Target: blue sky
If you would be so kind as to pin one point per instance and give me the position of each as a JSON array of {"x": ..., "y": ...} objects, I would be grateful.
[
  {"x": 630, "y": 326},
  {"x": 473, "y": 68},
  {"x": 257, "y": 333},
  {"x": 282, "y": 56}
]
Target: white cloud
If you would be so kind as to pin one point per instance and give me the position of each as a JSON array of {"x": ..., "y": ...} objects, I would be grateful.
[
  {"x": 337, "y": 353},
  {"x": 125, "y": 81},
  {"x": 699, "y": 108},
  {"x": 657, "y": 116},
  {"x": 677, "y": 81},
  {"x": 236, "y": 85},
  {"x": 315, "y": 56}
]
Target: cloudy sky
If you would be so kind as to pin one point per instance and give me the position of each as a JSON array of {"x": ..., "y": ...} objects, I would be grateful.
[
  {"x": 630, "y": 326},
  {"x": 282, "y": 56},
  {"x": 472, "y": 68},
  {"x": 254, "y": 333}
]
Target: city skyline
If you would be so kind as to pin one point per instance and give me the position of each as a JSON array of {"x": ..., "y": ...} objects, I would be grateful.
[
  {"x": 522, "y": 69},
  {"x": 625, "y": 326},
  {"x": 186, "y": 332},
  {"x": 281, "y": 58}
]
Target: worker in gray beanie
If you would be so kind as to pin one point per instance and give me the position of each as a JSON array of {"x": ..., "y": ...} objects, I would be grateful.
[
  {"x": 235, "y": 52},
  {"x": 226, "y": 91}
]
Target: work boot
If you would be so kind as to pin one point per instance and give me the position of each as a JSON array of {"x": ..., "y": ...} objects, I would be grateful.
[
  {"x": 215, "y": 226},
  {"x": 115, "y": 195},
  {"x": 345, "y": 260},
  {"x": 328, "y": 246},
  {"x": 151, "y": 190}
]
------------------------------------------------
Copy the lines exactly as they appear, from the line containing "Target: city skyline" through the final line, with both ends included.

Target: city skyline
If you would be so kind as to pin one point per instance and give me the position of each as a JSON array of {"x": ..., "y": ...} objects, I would be grateful.
[
  {"x": 522, "y": 69},
  {"x": 625, "y": 326},
  {"x": 186, "y": 332},
  {"x": 281, "y": 58}
]
Target: worker in gray beanie
If you would be so kind as to pin one point per instance and give me the position of each as a JSON array of {"x": ..., "y": ...} objects, I would be grateful.
[
  {"x": 235, "y": 52},
  {"x": 226, "y": 91}
]
Target: work boot
If you would be so kind as to pin one point per instance and give me the position of each as a JSON array of {"x": ..., "y": ...} objects, I would be grateful.
[
  {"x": 215, "y": 226},
  {"x": 115, "y": 195},
  {"x": 345, "y": 260},
  {"x": 328, "y": 246},
  {"x": 151, "y": 190}
]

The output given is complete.